- _入力データ_
· · · · ·
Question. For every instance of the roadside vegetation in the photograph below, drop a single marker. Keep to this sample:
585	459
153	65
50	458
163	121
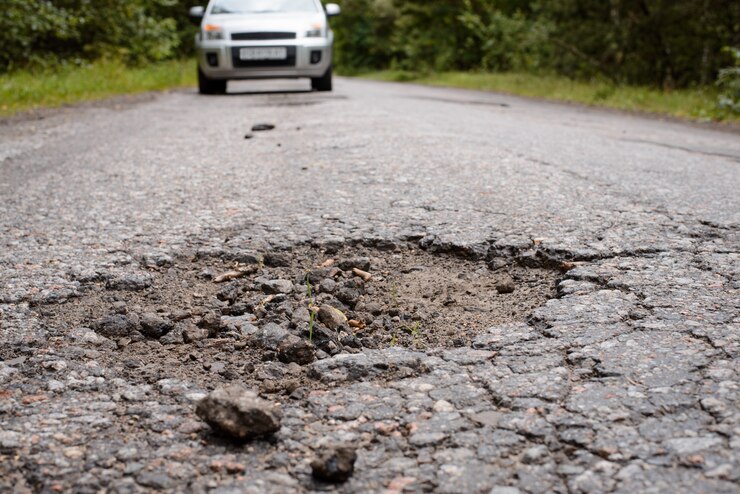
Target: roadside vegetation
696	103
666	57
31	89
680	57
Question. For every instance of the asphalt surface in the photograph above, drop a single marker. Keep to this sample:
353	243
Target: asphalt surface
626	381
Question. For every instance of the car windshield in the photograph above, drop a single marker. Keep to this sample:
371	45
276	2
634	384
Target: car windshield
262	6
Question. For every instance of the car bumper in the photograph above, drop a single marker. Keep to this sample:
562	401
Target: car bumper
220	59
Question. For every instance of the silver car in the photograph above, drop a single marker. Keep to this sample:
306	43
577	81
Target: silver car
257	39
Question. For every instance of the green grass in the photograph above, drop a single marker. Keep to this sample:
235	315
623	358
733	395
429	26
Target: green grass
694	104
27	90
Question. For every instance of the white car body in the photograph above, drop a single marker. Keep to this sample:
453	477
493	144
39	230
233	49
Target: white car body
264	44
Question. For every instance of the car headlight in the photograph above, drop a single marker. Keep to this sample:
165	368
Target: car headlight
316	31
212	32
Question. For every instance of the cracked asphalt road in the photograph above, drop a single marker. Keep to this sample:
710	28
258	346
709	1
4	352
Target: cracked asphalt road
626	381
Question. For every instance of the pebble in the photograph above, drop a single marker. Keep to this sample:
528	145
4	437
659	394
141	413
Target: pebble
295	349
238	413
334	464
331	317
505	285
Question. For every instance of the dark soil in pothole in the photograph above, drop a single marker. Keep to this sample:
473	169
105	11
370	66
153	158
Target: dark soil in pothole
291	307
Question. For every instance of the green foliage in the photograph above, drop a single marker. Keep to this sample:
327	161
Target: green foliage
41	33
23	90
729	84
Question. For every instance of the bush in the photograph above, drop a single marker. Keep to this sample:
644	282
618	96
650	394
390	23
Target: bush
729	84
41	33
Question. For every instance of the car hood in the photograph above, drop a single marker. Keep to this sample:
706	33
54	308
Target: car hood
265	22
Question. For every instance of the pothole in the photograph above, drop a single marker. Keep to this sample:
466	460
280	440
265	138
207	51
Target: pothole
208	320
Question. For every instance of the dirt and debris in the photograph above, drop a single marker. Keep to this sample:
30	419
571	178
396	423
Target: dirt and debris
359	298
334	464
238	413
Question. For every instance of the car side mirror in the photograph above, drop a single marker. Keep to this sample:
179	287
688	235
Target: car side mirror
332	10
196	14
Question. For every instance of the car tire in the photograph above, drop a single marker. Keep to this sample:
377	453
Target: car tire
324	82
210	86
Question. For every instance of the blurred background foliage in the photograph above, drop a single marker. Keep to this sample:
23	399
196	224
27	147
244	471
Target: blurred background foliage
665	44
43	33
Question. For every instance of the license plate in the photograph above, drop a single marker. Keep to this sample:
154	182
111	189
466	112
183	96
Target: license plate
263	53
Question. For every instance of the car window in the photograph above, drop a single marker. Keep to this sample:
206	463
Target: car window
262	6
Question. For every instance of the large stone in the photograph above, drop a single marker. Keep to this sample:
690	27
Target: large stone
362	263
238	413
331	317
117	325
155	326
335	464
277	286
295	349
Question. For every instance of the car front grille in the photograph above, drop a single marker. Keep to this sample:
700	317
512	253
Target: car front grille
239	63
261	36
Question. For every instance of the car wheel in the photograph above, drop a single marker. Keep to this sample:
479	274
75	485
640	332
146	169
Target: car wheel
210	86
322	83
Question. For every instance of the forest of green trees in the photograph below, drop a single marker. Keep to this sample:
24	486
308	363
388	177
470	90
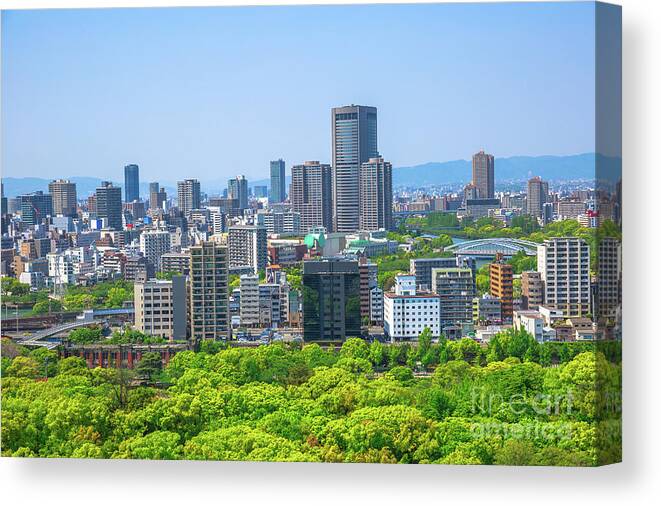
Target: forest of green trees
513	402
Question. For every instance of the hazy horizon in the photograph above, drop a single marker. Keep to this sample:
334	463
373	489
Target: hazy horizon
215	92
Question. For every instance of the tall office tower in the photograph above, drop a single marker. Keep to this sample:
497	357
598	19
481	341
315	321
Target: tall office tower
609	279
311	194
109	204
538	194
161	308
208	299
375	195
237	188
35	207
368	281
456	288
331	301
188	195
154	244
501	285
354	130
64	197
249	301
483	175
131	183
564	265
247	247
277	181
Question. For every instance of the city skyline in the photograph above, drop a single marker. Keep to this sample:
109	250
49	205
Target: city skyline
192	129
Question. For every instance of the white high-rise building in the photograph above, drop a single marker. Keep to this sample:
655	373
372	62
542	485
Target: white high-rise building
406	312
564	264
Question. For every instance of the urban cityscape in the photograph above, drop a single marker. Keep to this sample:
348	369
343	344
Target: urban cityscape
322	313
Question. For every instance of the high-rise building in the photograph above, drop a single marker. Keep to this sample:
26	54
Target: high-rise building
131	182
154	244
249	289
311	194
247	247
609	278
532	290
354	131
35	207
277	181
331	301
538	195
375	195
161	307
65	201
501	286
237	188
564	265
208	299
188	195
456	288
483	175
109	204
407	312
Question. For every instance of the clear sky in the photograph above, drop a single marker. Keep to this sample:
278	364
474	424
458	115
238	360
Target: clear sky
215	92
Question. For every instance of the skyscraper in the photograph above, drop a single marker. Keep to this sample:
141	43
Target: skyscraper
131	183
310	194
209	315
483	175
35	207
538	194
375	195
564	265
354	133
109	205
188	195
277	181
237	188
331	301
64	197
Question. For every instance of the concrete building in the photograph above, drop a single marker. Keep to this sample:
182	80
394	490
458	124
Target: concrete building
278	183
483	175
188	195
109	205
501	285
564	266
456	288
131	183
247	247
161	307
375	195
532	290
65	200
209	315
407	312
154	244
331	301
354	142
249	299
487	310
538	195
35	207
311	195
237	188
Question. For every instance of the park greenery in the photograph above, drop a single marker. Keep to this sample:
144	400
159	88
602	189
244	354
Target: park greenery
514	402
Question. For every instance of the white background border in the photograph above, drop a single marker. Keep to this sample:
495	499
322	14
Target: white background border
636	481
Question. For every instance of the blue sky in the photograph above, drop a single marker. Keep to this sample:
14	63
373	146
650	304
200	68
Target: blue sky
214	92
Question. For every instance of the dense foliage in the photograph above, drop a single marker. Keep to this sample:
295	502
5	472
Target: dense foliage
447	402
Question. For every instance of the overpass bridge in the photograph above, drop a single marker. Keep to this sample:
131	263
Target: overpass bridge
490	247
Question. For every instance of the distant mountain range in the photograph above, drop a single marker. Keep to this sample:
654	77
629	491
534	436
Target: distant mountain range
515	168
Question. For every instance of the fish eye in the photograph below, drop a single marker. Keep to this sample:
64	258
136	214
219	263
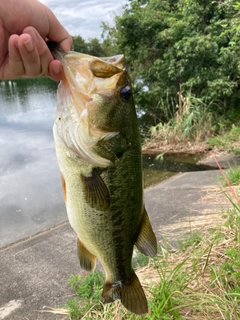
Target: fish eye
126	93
· · · · ·
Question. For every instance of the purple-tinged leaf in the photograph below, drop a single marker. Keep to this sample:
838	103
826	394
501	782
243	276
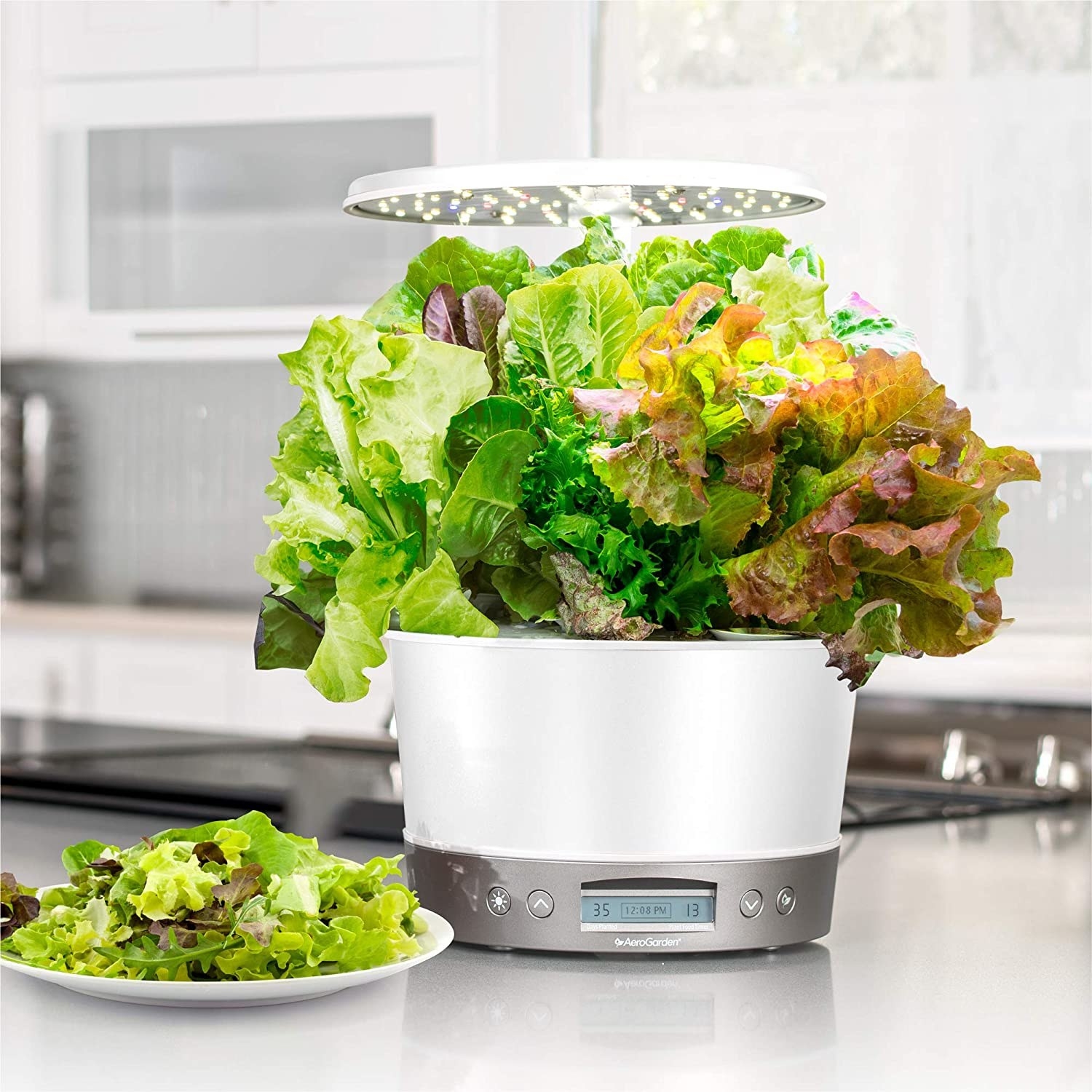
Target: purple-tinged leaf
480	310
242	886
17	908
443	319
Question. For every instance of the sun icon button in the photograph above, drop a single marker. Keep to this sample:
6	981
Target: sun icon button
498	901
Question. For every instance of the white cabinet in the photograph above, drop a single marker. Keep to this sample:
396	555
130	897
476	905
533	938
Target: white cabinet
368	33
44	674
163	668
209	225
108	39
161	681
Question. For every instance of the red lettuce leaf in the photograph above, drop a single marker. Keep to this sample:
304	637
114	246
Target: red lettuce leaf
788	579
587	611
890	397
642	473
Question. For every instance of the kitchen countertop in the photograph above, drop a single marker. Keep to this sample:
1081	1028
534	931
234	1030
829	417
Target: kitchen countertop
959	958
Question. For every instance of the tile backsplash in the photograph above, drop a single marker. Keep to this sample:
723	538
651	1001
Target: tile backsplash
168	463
· · · · ·
上のリストで「skyline」を含む行はいくつありますか？大文字と小文字を区別し、数だけを答えてください。

2